_PAGE EXCERPT_
========================

As powerful as cherry bombs and Black Cats were, it was the legendary (and outlawed) M80 that set fantasy standards for all firecrackers. Just as most kids today won’t experience the thrill of throwing Black Cat, we believed we’d never experience the thrill of an M80.
“These are the fireworks we had when I was a kid,” John said. He held up a red cartridge with a fuse sticking out of the top. “You light one of these and get the hell away.”
On the side of the cartridge was “M80.” I stared in awe. It looked exactly like an M80 smoke bomb, but “smoke” wasn’t written on the side. We wondered if it would work after sitting in the box for years. John placed it on the ground in the middle of the yard. He lit the fuse with his cigarette, and we stood back. Did you know the M80 is as powerful to one-eighth of a standard stick of dynamite? We should have stood farther back. The explosion parted my hair and rang my ears. My eyes opened wide, and I smiled. I had just experienced “firecracker nirvana.”

========================

_LISTED ENTRIES_
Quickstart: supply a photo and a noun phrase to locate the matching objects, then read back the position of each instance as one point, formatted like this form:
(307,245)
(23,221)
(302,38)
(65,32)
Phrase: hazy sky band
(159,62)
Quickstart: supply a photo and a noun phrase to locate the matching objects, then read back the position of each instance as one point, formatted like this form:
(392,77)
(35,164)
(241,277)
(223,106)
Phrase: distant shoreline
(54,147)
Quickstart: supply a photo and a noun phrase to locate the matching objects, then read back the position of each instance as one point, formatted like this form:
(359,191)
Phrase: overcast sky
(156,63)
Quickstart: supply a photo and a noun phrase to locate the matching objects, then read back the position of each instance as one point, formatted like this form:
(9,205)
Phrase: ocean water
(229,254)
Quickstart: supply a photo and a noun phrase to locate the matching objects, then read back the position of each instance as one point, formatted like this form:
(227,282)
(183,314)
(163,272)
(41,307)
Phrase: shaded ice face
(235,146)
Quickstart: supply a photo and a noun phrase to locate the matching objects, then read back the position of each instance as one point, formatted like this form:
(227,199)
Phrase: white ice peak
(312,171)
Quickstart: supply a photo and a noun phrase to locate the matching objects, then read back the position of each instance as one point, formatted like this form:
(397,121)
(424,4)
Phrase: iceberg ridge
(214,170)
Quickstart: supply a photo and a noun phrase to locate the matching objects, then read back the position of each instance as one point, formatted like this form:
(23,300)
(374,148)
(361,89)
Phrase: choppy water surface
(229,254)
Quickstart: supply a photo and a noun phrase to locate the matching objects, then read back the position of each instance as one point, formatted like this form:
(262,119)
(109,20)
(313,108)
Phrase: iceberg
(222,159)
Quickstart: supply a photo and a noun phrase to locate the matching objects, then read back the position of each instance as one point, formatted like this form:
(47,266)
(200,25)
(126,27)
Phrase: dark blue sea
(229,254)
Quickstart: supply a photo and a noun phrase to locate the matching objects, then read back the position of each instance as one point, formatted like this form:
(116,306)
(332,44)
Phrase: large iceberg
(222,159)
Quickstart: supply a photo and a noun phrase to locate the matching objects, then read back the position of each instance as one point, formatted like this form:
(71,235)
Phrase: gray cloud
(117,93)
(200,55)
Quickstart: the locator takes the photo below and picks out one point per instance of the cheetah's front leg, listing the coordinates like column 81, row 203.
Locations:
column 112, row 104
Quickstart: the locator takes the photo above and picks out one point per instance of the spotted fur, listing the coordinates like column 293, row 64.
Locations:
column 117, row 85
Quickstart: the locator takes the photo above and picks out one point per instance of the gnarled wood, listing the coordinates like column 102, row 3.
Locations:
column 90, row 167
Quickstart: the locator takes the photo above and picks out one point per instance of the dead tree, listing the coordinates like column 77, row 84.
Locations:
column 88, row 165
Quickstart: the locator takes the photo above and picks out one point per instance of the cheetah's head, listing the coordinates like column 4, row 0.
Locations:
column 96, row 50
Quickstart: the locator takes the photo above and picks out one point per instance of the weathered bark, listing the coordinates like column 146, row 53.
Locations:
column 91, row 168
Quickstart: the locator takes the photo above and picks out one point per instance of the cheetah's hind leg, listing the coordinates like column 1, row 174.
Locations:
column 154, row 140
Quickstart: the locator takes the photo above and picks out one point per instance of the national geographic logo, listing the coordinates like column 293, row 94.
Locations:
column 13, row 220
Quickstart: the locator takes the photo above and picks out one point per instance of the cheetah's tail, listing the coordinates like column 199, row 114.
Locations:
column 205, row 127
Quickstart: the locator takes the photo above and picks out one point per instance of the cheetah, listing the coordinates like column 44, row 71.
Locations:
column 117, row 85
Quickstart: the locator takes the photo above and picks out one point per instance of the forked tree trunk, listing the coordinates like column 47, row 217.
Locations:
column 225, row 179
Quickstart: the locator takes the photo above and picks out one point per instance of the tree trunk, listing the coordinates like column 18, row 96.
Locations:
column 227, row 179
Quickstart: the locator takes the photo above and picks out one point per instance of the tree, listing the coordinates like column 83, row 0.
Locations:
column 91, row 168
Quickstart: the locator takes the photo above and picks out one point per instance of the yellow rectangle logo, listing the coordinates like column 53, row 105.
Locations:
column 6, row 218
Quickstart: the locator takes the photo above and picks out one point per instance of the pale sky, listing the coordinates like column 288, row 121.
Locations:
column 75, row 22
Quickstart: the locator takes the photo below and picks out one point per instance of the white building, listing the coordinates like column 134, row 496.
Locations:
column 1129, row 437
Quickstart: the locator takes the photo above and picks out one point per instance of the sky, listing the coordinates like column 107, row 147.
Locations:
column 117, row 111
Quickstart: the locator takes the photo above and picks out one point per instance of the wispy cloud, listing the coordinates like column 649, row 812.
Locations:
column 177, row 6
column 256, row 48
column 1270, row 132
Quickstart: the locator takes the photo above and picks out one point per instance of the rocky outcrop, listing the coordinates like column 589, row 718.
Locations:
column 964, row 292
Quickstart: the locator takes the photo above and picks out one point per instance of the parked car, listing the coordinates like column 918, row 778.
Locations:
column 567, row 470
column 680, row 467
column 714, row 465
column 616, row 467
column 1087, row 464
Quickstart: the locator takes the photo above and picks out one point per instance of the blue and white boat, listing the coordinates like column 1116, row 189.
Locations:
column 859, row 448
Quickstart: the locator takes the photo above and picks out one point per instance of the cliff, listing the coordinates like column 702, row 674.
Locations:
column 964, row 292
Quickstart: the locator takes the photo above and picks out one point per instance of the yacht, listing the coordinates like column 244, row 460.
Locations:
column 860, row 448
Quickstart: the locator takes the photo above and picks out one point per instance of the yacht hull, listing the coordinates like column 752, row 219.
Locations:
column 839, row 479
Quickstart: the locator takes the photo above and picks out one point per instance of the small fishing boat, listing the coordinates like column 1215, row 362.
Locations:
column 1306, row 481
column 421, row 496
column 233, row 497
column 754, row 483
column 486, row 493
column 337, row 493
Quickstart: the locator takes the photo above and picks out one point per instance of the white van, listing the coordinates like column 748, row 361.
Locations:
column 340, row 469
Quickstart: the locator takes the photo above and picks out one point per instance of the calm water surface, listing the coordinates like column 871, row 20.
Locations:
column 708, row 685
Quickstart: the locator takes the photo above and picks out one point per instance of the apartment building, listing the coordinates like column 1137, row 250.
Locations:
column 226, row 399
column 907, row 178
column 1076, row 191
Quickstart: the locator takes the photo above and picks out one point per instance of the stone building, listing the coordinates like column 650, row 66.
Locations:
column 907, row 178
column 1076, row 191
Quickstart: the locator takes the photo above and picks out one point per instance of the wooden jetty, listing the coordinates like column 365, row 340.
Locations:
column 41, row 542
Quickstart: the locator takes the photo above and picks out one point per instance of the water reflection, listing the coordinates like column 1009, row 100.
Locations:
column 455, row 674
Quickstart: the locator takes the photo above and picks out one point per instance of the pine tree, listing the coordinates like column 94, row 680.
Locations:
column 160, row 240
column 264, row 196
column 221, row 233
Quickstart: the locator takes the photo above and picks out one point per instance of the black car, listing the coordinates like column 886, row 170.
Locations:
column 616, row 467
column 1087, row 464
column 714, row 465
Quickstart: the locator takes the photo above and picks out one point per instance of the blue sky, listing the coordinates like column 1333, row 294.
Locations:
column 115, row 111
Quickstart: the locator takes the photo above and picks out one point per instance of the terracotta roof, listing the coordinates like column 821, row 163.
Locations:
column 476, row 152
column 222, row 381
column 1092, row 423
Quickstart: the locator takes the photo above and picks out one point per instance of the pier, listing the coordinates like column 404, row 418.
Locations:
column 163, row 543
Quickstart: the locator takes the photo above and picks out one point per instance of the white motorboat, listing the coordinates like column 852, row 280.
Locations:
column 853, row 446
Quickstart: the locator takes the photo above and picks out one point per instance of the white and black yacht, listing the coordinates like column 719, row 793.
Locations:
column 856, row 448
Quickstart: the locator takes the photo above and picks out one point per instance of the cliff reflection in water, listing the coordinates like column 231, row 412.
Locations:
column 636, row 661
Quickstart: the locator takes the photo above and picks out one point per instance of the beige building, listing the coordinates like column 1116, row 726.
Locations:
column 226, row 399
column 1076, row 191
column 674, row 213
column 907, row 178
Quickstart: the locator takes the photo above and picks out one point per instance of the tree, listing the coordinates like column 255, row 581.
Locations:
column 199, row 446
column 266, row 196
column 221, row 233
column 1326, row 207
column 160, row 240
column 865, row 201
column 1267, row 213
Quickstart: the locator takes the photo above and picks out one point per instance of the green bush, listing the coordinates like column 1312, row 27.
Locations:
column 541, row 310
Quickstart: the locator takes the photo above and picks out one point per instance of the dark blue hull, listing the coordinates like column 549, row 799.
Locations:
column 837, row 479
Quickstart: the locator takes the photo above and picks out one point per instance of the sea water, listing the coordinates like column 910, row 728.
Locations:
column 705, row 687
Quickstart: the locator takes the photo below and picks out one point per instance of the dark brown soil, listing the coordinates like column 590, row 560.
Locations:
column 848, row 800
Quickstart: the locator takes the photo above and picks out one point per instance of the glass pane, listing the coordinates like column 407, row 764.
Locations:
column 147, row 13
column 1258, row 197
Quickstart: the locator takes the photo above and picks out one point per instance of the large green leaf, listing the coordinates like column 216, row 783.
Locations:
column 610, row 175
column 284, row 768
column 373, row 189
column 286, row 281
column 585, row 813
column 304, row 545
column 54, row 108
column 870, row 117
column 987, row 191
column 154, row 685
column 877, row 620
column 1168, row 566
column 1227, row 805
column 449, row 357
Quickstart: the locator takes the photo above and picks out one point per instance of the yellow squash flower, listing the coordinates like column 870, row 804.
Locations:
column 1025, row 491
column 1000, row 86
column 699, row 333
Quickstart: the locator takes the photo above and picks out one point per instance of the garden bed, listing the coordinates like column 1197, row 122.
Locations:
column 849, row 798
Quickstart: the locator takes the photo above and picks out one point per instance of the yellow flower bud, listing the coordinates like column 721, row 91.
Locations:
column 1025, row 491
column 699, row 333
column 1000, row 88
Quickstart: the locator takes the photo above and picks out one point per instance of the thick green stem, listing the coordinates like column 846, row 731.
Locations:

========================

_ASSIGNED TASK 1_
Please copy the M80 firecracker story word for word from "As powerful as" to "thrill of an M80.".
_ASSIGNED TASK 2_
Carry on the M80 firecracker story from the point where it ends.

_WRITTEN RESPONSE 1_
As powerful as cherry bombs and Black Cats were, it was the legendary (and outlawed) M80 that set fantasy standards for all firecrackers. Just as most kids today won’t experience the thrill of throwing Black Cat, we believed we’d never experience the thrill of an M80.

_WRITTEN RESPONSE 2_
A Black Cat wouldn’t cut it anymore. My new life mission: to reintroduce the M80 firecracker. The world is a chemistry set when you’re 13, and nothing would stand in my way of replicating the Perfect Firecracker. Though simple, producing an M80 was an arduous task and took at least an hour. The process was probably dangerous, but that didn’t matter, since most people minded their own business back then. The time and risk was worth the final product: an explosion that ripped coffee cans in half, left small craters in the ground and lit up a dark back yard. Ant farms didn’t have a prayer.
My parents, though impressed with my ability to produce an extraordinary firecracker, didn’t really give me the look I was going for when I showed them my creation. I anxiously showed John my version of the M80 at his cabin during an Independence Day celebration. He was skeptical. Hell, he handled M80s made by real Chinamen, not a seventh-grader. I lit the fuse and we stood back. This time John’s eyes opened wide and jaw dropped. He gave me the look I wanted from my parents. “That sure does get your attention,” he said, smiling. “You made that?”
I told him the recipe and ingredients. He got his car keys and said, “Come on.”
Making M80s wasn’t cheap for a kid on a fixed income, and I welcomed his contribution. Hell, it didn’t matter who lit them or what you blew up. M80s were a thrill--like mountain climbing, surfing the earth on a snowboard or hang-gliding. They were dangerous, but when handled properly produced smashing results. When we got back to the cabin, John cleared a place on the table and I commenced to craft as many M80s as I could. I sat until my fingers were stained with gunpowder that couldn’t be washed off.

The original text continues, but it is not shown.